EXTRACT »
------------------------
I waited on pins and needles as my new editor, John Paine, read my novel. I was worried he would read it and tell me that is was garbage. Or that I couldn’t write. Yes, my self- doubt was kicking in again.
To occupy my time I delved into platform development. I started building my own Word Press site and writing blog posts as they came to me. (I’ll talk about the importance of platform-building in future posts.)
Finally after about month John was able to read my book and provide feedback. We talked for an hour and a half about the book. He followed up with a detailed written four-page editorial report. First off—he didn’t tell me the novel stunk or my writing was horrible. OK, so that was a good start.
John told me that the book’s concept was tremendous, the cast solid, the plot (after an initial false start) built steadily and was capped by an exciting climax scene. I didn’t realize it at the time, but these were pretty much the last words of praise I would receive from him until the re-write of the novel was complete.
I’m paraphrasing here, but what John told me was, “You aren’t paying me to tell you what is good about the book. So we are going to focus on what needs improvement.”
I was OK with that philosophy. I can handle some tough love.
In November of 2011 I had gone into this edit thinking John would make recommendations about where to cut the first part of the book. He might recommend a prologue and make some minor tweaks. My intent was to get the novel back into the hands of the interested agents as soon as possible. I thought we could do this by January 1st. After reading his editorial report, though, I knew there was a lot more work to be done.There were four main tenets of revision and two minor ones that needed to be fixed. These are my words and not John’s:
1. Lose the back story. I’ve talked about this before. But John reconfirmed what I already knew. This piece had to go. I just wasn’t sure how much. At first he mentioned 50 pages. I can tell you that we ended up cutting a lot more than that.
2. Sammy (a dog) needs to be a true character. I had this idea that I would break up Sammy’s pieces to give the reader a break from the two main characters. I had put his pieces in italics and they were generally short. I learned that this wasn’t a solid concept.
------------------------
Saved entries »
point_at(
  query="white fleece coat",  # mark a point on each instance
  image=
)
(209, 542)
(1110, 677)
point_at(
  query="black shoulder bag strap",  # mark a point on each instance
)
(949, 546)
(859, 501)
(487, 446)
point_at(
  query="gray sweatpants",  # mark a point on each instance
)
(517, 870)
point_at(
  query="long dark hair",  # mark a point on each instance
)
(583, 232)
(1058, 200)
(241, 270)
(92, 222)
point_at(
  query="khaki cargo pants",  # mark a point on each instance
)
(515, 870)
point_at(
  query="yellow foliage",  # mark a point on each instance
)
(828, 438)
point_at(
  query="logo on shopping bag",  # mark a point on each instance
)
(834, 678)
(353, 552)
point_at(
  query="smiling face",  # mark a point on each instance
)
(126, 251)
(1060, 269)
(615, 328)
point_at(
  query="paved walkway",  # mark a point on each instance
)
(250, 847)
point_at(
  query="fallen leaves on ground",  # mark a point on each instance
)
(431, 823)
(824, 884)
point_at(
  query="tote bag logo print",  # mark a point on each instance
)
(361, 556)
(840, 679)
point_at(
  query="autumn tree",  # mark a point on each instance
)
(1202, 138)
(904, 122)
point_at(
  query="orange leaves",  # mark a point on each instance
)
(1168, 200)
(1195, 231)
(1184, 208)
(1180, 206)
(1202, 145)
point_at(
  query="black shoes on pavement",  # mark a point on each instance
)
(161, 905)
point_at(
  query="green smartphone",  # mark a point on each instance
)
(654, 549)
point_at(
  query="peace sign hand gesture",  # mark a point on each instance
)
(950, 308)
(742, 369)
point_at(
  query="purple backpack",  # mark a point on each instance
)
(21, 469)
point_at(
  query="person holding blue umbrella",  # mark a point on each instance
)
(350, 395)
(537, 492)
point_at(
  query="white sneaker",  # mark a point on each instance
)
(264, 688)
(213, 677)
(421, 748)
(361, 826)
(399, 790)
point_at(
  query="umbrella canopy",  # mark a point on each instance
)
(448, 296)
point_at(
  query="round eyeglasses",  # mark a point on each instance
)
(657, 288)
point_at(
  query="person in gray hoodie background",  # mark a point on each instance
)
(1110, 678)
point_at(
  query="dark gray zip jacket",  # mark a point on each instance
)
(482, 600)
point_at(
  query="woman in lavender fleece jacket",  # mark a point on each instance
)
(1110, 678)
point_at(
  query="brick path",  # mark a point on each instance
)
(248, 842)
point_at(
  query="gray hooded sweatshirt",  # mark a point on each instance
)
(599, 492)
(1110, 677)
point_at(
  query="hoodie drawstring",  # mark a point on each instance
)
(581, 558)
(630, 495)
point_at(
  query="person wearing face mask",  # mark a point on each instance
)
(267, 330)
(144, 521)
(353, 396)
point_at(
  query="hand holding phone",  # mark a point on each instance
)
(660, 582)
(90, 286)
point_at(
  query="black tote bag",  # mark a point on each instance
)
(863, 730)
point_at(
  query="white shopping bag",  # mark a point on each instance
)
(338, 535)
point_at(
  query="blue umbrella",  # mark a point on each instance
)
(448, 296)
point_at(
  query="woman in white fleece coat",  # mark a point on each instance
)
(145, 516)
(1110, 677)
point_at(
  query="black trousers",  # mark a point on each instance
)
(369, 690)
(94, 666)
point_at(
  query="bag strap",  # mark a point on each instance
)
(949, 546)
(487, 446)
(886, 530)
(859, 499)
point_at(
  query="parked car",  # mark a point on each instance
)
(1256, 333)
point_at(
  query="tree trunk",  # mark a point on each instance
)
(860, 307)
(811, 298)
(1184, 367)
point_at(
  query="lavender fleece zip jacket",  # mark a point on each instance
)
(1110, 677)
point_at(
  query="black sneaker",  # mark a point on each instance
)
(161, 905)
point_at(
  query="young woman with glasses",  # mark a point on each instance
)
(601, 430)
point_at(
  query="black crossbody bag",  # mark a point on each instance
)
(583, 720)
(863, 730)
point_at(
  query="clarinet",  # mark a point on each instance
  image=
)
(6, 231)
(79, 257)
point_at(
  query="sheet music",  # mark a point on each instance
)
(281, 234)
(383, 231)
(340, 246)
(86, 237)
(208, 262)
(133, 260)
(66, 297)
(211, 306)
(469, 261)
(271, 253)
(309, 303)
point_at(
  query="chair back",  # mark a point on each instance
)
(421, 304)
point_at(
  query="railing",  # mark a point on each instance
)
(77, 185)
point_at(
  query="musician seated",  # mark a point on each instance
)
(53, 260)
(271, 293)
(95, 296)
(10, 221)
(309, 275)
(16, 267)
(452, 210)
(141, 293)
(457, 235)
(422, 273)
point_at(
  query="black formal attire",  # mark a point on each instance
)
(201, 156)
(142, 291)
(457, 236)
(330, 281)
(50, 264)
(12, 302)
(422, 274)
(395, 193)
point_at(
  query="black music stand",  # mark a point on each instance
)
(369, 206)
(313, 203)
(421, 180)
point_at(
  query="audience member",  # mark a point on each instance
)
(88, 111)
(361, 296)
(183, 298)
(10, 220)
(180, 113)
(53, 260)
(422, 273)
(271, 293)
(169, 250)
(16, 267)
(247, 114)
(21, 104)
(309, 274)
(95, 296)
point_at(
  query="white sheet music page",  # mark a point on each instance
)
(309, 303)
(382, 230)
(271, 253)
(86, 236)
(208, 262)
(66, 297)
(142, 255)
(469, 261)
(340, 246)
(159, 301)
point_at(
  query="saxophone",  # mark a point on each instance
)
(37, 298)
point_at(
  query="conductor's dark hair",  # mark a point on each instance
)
------------------------
PARTS OF THE EXERCISE »
1 – In the account of the editing process, which parts of the book did John praise, and what did he say about each?
2 – Return the passage of the account between "Finally after about" and "some tough love.", inclusive.
Rely on the text alone and nothing else.

ANSWERS PROVIDED »
1 –
- The concept: tremendous.
- The cast: solid.
- The plot: built steadily after an initial false start and was capped by an exciting climax scene.

2 –
Finally after about month John was able to read my book and provide feedback. We talked for an hour and a half about the book. He followed up with a detailed written four-page editorial report. First off—he didn’t tell me the novel stunk or my writing was horrible. OK, so that was a good start.
John told me that the book’s concept was tremendous, the cast solid, the plot (after an initial false start) built steadily and was capped by an exciting climax scene. I didn’t realize it at the time, but these were pretty much the last words of praise I would receive from him until the re-write of the novel was complete.
I’m paraphrasing here, but what John told me was, “You aren’t paying me to tell you what is good about the book. So we are going to focus on what needs improvement.”
I was OK with that philosophy. I can handle some tough love.